Reading passage:
□ □ □ □
Deciphering the deep-sea ecosystem biodiversity: insights into its complexity using genomic approaches

The deep-sea is recognized as the largest ecosystem on Earth, and an extreme environment. The deep-sea normally refers to oceans with depth greater than 200 m, with about 50% of the surface of the Earth covered by ocean deeper than 3,000 m. The deep-sea ecosystem is characterized by low temperatures (usually <4°C, though fluids emitted at hydrothermal vents may reach 450°), high hydrostatic pressure, absence of sunlight, restricted primary production, and limited food availability. Despite these extreme conditions, living species can be found throughout the water column and in all seabed ecosystems to 11,000 meters in depth. Only 5% of the deep oceans have been thoroughly explored to date, and less than 0.001% described. Thus, the main aim of this thesis is to shed some lights on deep-sea ecosystem, through different genomic approaches. Indeed, the first chapter describes the steps to reach a "reference" genome of an organism that lives in and is well adapted to this ecosystem (the meso- bathypelagic fish Chauliodus sloani, belonging to Stomiiformes order). In the second chapter, we aim to evaluate fungal and microeukaryotic diversity of deep-sea sediments from Pacific and North Atlantic Oceans through a metabarcoding approach. The third and last chapter aims to describe the viral diversity in deep-sea sediments from North Atlantic Ocean using a viral metagenomic approach. These studies will expand our knowledge on the species and on the biodiversity of this ecosystem and will increase the reported data.
□ □ □ □
Region pointing data:

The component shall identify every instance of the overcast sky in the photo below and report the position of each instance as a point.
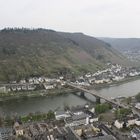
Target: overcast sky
(106, 18)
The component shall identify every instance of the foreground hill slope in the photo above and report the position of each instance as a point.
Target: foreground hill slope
(25, 53)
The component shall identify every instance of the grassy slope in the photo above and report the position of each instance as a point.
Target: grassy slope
(42, 52)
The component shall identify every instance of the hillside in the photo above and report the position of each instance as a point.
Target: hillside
(128, 46)
(25, 53)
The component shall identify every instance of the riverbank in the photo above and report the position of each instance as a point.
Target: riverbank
(38, 93)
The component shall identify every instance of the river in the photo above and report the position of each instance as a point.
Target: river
(43, 104)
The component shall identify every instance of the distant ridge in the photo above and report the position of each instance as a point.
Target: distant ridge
(31, 52)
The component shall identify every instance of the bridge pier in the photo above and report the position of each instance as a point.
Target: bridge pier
(82, 94)
(98, 100)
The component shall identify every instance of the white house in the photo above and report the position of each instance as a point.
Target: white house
(137, 122)
(18, 129)
(119, 124)
(137, 105)
(135, 133)
(61, 115)
(48, 86)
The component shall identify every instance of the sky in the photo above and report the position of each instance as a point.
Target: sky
(99, 18)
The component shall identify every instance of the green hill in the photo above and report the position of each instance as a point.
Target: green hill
(25, 52)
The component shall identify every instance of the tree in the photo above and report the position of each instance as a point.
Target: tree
(137, 97)
(128, 100)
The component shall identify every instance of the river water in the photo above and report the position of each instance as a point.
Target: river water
(43, 104)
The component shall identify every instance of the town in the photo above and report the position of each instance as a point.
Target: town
(114, 73)
(104, 121)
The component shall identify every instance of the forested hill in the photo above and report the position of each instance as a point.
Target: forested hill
(25, 52)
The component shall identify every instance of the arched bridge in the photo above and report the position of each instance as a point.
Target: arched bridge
(97, 95)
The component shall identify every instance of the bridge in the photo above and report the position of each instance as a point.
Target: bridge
(97, 95)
□ □ □ □
Using the information:
1 – According to the passage on deep-sea biodiversity, which fish species is the subject of the reference genome in the first chapter?
2 – Decide whether each statement agrees with the passage on deep-sea biodiversity, and support each answer with the deciding words quoted from it.
(a) The term "deep-sea" normally refers to oceans deeper than 200 m.
(b) About half of the deep oceans have been thoroughly explored to date.
(c) The third chapter studies viral diversity through a metabarcoding approach.

Task answers:
1 – Chauliodus sloani

2 –
(a) Yes: "The deep-sea normally refers to oceans with depth greater than 200 m"
(b) No: "Only 5% of the deep oceans have been thoroughly explored to date"
(c) No: "The third and last chapter aims to describe the viral diversity in deep-sea sediments from North Atlantic Ocean using a viral metagenomic approach"